* [EXERCISE PROMPT]
Your task is to output, without alteration, each line from the one containing "the gray painted" through the final line of the records below.

* [DATA SHOWN]
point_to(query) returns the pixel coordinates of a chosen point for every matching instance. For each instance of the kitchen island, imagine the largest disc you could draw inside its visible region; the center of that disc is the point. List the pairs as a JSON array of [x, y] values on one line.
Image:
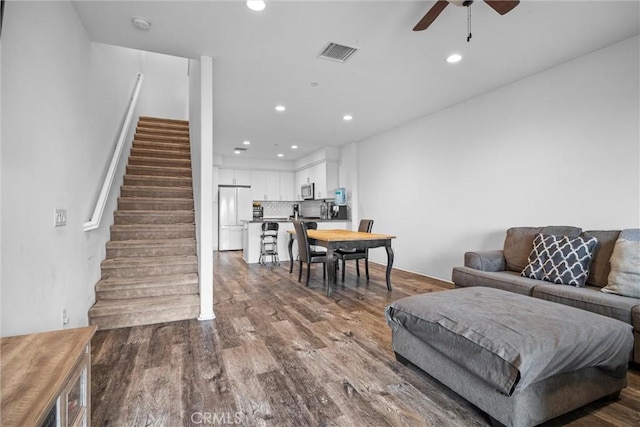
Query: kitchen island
[[253, 229]]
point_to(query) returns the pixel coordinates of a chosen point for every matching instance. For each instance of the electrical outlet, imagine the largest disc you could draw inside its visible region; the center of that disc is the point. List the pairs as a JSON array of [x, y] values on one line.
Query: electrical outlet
[[59, 217]]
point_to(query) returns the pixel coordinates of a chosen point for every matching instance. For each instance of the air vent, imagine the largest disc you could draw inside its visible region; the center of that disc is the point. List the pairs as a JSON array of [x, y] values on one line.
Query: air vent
[[337, 52]]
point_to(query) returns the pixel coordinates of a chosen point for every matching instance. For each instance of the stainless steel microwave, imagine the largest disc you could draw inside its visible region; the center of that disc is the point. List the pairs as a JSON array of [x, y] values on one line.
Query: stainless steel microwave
[[307, 192]]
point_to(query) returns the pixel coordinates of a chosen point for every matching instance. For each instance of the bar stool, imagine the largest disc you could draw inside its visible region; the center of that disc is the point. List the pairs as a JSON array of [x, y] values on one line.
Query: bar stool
[[269, 243]]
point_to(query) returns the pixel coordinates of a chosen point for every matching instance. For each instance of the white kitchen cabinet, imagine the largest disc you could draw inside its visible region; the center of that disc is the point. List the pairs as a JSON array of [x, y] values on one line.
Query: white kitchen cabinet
[[272, 185], [258, 185], [324, 176], [234, 177], [286, 186]]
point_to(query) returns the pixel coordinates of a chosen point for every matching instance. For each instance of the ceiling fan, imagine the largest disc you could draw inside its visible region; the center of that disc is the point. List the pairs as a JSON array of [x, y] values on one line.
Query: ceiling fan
[[500, 6]]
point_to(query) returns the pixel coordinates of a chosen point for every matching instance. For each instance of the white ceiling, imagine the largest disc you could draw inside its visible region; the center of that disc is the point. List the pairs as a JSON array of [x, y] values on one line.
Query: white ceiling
[[262, 59]]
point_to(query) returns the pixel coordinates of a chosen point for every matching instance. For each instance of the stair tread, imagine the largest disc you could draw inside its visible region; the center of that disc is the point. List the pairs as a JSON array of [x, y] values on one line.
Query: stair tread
[[148, 281], [156, 188], [142, 243], [152, 227], [135, 305], [150, 261], [153, 167], [143, 212], [155, 199]]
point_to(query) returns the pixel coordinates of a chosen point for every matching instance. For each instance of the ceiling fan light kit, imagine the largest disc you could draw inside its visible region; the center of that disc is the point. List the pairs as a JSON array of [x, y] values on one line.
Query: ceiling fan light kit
[[500, 6]]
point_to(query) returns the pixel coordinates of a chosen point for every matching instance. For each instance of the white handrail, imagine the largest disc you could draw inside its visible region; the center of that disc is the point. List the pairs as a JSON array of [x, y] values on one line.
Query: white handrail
[[94, 222]]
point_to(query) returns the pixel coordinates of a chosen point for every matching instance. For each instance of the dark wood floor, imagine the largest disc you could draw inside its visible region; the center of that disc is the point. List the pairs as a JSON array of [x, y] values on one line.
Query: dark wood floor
[[280, 354]]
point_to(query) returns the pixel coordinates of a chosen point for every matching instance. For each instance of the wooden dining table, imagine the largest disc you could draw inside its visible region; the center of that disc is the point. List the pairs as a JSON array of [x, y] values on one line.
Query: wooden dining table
[[345, 239]]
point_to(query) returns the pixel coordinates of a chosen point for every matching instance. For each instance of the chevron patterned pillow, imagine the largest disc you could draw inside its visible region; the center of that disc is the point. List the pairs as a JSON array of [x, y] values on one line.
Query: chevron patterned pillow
[[560, 259]]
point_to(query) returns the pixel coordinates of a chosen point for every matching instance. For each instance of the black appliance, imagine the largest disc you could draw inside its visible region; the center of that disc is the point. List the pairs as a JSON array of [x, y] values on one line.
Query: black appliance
[[339, 212]]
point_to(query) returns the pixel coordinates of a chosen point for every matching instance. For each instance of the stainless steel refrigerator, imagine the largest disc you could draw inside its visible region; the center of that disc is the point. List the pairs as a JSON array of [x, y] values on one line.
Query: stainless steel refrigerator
[[234, 204]]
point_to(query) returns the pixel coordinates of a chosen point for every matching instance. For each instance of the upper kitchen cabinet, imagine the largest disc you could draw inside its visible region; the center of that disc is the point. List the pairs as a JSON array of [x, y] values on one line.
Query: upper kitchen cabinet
[[323, 175], [234, 177], [287, 191], [272, 185]]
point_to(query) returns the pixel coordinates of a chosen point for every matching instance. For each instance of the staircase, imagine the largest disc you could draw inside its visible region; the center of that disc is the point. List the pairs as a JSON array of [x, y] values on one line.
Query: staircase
[[150, 274]]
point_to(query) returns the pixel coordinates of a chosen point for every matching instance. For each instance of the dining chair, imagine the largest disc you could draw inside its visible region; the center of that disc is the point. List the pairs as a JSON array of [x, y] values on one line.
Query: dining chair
[[306, 254], [365, 226]]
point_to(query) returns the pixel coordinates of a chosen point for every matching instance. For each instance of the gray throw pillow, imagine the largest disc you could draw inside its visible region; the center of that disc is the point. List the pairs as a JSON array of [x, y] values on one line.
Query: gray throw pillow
[[560, 259], [624, 278]]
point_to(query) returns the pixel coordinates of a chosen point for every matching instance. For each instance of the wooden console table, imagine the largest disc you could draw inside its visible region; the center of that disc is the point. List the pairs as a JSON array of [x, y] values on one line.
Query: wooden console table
[[46, 378]]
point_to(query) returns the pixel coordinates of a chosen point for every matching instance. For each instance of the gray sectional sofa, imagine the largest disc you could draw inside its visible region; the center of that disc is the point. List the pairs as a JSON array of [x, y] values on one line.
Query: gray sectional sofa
[[502, 269]]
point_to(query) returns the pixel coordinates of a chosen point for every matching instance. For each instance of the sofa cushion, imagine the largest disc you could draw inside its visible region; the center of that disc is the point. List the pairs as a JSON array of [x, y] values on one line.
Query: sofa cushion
[[624, 278], [519, 241], [505, 280], [600, 267], [635, 317], [588, 298], [560, 259]]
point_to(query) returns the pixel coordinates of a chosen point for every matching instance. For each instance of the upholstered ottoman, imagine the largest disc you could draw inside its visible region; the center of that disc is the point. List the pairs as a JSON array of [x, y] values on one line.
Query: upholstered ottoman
[[519, 359]]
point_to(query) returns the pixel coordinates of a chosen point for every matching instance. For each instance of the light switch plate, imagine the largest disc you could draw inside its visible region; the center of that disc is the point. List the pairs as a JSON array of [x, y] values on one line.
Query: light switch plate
[[60, 217]]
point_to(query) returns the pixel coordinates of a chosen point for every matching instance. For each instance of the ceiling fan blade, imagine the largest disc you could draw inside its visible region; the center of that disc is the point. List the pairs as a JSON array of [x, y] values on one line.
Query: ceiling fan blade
[[502, 6], [431, 15]]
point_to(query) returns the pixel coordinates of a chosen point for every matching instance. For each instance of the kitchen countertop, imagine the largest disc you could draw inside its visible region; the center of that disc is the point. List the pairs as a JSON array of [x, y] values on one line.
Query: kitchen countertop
[[285, 219]]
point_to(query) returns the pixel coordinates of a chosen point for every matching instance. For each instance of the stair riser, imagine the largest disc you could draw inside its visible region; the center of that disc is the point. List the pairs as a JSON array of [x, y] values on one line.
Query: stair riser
[[175, 193], [141, 271], [150, 161], [186, 218], [144, 318], [150, 251], [151, 145], [158, 171], [130, 204], [143, 292], [160, 154], [157, 181], [120, 235]]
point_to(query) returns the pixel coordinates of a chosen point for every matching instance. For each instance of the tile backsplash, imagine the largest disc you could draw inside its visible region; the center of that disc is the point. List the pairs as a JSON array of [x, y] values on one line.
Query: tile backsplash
[[285, 209]]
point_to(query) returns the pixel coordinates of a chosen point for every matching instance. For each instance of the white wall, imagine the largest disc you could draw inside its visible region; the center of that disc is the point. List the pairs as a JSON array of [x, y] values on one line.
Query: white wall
[[201, 96], [44, 145], [559, 147], [166, 86], [63, 103]]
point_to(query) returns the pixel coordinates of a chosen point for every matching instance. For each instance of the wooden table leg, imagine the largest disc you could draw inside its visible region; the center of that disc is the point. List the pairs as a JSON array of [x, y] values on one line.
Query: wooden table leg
[[389, 265], [290, 253], [331, 270]]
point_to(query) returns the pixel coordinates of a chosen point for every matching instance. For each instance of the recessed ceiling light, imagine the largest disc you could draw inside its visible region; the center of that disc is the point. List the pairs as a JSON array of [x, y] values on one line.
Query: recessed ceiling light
[[452, 59], [256, 5], [140, 23]]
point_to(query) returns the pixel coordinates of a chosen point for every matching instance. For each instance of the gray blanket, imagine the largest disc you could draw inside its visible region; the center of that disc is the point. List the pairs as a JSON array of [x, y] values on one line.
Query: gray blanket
[[510, 340]]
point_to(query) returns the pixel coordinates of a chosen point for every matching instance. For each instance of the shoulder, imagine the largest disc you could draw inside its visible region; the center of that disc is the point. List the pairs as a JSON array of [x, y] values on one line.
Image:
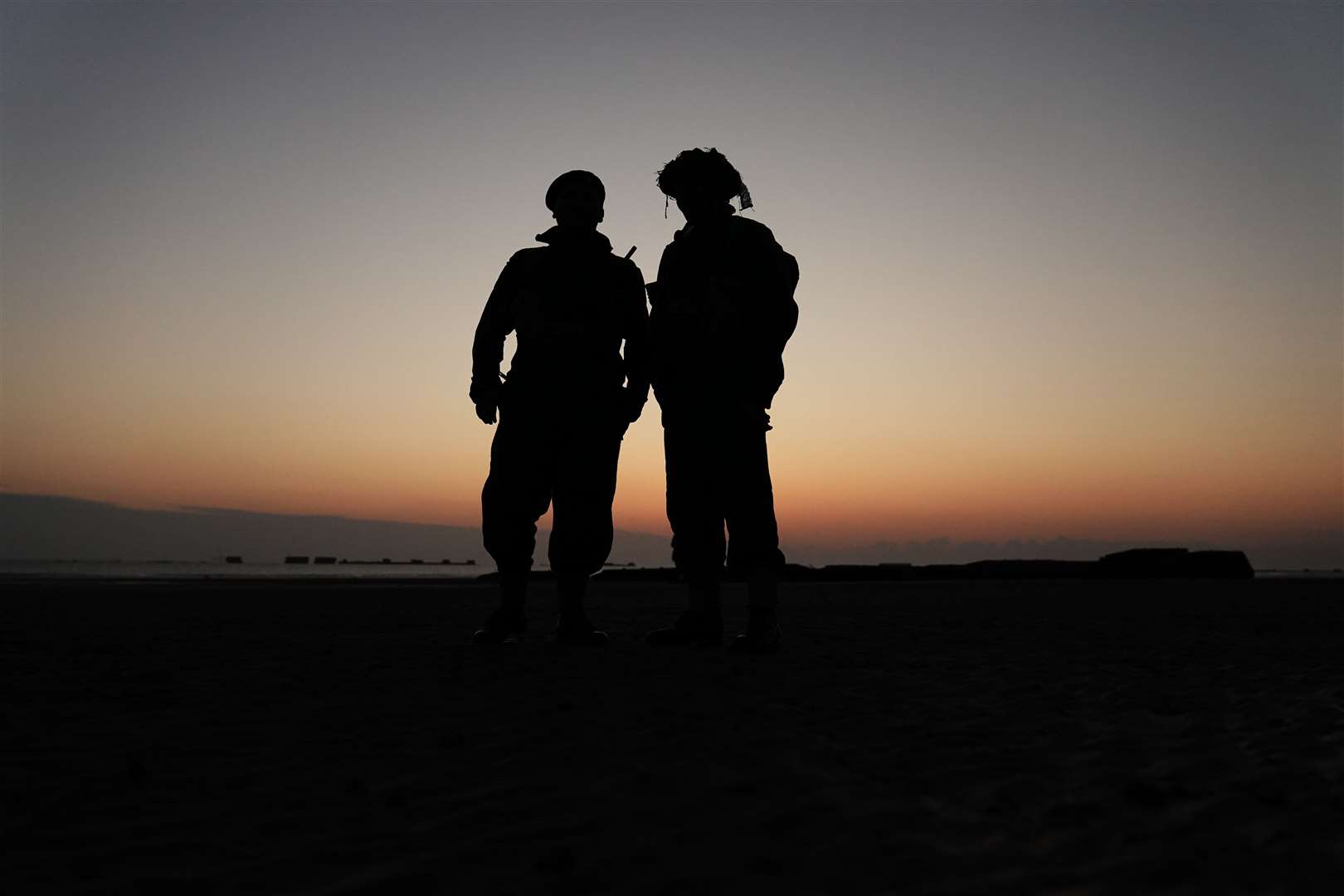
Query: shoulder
[[750, 231], [526, 256]]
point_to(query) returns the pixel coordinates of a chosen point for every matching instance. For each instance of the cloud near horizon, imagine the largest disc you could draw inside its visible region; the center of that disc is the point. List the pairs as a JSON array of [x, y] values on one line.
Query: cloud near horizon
[[43, 527]]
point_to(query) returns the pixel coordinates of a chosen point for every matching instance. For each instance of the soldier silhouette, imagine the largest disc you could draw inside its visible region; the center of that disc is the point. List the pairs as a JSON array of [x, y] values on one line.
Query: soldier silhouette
[[722, 310], [563, 407]]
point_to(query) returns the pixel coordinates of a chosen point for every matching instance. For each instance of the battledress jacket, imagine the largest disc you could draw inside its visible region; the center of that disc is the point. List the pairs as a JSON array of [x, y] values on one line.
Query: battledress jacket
[[722, 310], [572, 304]]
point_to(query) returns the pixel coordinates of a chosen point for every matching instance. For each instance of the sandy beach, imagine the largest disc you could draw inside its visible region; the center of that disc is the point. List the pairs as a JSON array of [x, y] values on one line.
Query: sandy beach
[[913, 738]]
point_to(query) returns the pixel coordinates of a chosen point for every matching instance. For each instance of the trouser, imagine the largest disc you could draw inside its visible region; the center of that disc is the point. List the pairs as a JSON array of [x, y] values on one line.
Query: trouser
[[719, 475], [542, 457]]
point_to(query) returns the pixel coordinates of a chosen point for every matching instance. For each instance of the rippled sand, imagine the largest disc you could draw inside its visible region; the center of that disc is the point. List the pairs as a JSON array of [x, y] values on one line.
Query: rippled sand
[[342, 738]]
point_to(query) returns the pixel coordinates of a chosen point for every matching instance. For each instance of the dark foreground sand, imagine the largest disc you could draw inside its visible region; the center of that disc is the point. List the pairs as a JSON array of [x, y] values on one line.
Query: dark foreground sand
[[340, 738]]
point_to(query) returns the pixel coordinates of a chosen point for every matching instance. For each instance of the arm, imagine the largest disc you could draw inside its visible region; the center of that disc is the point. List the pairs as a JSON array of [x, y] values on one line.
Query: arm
[[636, 334], [488, 347]]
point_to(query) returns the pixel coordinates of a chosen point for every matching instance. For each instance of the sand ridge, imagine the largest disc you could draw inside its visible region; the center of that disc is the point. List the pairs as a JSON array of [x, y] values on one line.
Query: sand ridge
[[1011, 737]]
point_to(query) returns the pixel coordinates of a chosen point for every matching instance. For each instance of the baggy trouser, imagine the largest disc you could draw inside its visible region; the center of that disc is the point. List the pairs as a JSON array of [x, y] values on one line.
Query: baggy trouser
[[538, 460], [718, 475]]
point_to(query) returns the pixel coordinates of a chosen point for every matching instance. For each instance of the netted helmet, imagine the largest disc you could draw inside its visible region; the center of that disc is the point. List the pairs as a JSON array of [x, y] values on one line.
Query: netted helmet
[[704, 171], [585, 179]]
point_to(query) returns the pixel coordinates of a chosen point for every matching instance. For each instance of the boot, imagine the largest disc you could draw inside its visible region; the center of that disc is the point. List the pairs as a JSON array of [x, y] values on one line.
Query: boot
[[576, 629], [762, 635], [509, 622]]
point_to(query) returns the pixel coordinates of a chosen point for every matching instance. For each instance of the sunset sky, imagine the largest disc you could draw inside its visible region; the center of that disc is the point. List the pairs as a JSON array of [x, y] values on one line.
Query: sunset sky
[[1068, 269]]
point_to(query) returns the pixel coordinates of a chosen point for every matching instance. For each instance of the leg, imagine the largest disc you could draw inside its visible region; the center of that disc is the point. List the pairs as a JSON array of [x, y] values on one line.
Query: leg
[[516, 494], [582, 531], [754, 538], [698, 544]]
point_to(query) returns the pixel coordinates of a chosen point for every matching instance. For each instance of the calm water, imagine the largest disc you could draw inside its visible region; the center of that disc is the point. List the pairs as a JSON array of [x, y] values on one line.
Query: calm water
[[187, 570]]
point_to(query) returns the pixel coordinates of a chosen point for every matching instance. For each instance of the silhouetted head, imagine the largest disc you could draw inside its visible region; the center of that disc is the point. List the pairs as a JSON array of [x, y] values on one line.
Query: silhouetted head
[[576, 199], [702, 182]]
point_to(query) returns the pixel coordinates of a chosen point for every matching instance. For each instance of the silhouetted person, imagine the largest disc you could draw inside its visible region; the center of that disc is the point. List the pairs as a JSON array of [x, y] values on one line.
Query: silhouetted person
[[722, 310], [563, 407]]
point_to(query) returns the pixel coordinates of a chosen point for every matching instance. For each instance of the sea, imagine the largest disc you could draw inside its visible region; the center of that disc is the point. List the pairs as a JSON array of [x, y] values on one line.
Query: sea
[[203, 570]]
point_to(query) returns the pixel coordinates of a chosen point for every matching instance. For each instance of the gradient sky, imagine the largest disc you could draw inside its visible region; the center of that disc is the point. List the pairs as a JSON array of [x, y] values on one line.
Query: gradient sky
[[1068, 269]]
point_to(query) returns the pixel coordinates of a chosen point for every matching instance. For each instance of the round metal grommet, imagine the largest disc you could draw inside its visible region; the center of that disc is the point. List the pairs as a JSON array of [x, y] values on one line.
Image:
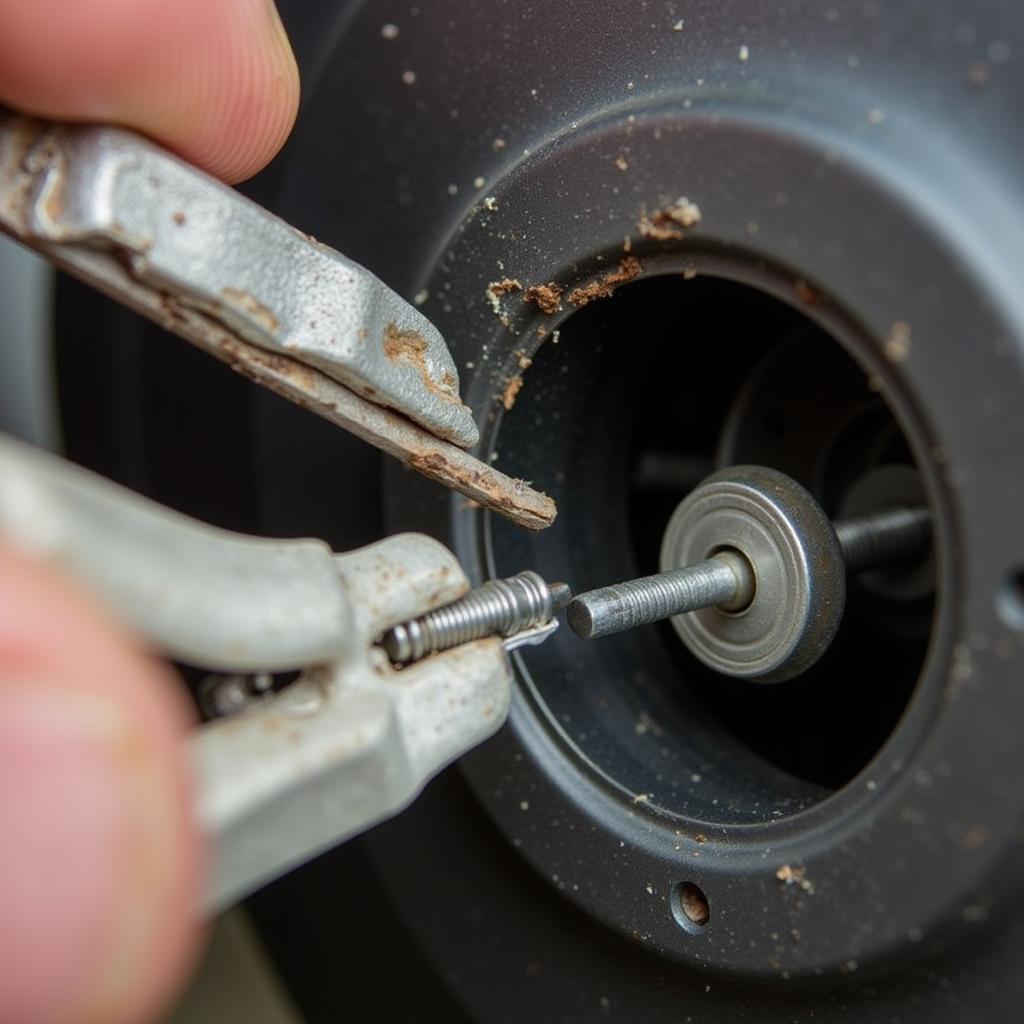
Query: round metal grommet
[[800, 576]]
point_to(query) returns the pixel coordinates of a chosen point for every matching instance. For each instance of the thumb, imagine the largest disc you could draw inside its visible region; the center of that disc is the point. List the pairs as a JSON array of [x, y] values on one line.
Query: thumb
[[99, 860], [214, 81]]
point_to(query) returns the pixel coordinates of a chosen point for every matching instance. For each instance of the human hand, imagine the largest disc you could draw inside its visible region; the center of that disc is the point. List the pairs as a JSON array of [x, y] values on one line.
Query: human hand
[[100, 861]]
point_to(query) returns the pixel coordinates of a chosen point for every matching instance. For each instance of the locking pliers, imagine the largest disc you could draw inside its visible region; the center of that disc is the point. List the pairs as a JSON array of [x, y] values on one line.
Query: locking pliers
[[212, 266], [354, 737]]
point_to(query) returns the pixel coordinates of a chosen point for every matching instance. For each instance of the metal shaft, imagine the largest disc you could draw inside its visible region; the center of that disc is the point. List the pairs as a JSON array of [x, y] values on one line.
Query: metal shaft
[[499, 607], [872, 542], [727, 581]]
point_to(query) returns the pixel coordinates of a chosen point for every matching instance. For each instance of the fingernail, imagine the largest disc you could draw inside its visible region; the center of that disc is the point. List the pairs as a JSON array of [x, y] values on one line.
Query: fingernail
[[81, 805]]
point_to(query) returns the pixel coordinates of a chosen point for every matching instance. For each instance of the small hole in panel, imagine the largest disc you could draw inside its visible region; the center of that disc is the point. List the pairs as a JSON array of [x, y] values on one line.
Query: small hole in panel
[[690, 907]]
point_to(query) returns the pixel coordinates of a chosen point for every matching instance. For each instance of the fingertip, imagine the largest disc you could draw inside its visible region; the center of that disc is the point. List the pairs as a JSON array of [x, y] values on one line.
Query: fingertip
[[217, 83], [101, 862]]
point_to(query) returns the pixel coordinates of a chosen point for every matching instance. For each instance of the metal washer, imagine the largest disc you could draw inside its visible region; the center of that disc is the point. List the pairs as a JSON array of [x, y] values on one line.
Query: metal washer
[[798, 565]]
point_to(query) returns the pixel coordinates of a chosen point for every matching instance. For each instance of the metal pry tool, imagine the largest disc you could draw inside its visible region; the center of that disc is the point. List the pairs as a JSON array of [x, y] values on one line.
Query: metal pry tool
[[353, 739], [210, 265]]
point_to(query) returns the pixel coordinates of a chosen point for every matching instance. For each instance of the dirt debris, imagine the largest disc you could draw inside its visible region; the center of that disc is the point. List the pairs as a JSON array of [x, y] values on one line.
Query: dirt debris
[[897, 346], [629, 267], [809, 296], [511, 392], [670, 223], [547, 298], [795, 877], [497, 290], [411, 346]]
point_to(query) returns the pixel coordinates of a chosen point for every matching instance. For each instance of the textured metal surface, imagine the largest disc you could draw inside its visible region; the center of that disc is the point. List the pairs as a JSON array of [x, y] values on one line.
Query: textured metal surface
[[728, 582], [23, 171], [801, 581], [205, 596], [351, 742], [185, 233], [498, 607], [724, 579], [883, 539], [869, 151]]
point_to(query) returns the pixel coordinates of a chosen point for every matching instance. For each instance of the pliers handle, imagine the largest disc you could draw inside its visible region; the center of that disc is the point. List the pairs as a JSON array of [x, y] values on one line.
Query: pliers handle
[[353, 739]]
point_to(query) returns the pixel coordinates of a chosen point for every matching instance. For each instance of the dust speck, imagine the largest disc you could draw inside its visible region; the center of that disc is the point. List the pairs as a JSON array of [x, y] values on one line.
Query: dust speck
[[897, 346], [671, 222]]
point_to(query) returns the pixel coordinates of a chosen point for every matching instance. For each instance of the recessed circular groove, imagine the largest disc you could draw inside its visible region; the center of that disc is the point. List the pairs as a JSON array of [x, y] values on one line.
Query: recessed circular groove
[[644, 395], [690, 906]]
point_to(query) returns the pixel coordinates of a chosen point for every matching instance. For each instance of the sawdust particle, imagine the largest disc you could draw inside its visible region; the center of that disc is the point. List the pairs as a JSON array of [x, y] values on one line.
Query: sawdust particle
[[629, 267], [809, 296], [670, 223], [497, 290], [547, 298], [897, 346], [795, 877], [511, 392]]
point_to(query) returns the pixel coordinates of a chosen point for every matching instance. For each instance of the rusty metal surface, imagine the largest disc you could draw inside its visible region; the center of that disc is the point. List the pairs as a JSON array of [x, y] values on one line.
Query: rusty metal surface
[[25, 161], [352, 740]]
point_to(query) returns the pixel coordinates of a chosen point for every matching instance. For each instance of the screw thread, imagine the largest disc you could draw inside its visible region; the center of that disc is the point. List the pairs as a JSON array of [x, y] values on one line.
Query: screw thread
[[718, 581], [871, 542], [500, 607]]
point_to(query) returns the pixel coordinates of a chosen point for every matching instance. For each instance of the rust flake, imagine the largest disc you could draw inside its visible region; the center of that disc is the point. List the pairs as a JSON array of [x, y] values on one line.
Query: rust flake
[[242, 301], [410, 346]]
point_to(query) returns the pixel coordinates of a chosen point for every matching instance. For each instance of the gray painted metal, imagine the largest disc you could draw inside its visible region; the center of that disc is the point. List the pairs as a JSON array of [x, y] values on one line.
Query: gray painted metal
[[349, 743], [223, 273]]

* [EXPECTED ANSWER]
point_to(query) returns the pixel coordinates of a chosen point for every matching instance. For each instance of the gray painted metal, imagine the largest disc you could draw inside its visible region; the center of that disc is the point. List the pairs as a JSON array of [x, y] values on one line.
Query: gray painted metal
[[349, 743], [223, 273]]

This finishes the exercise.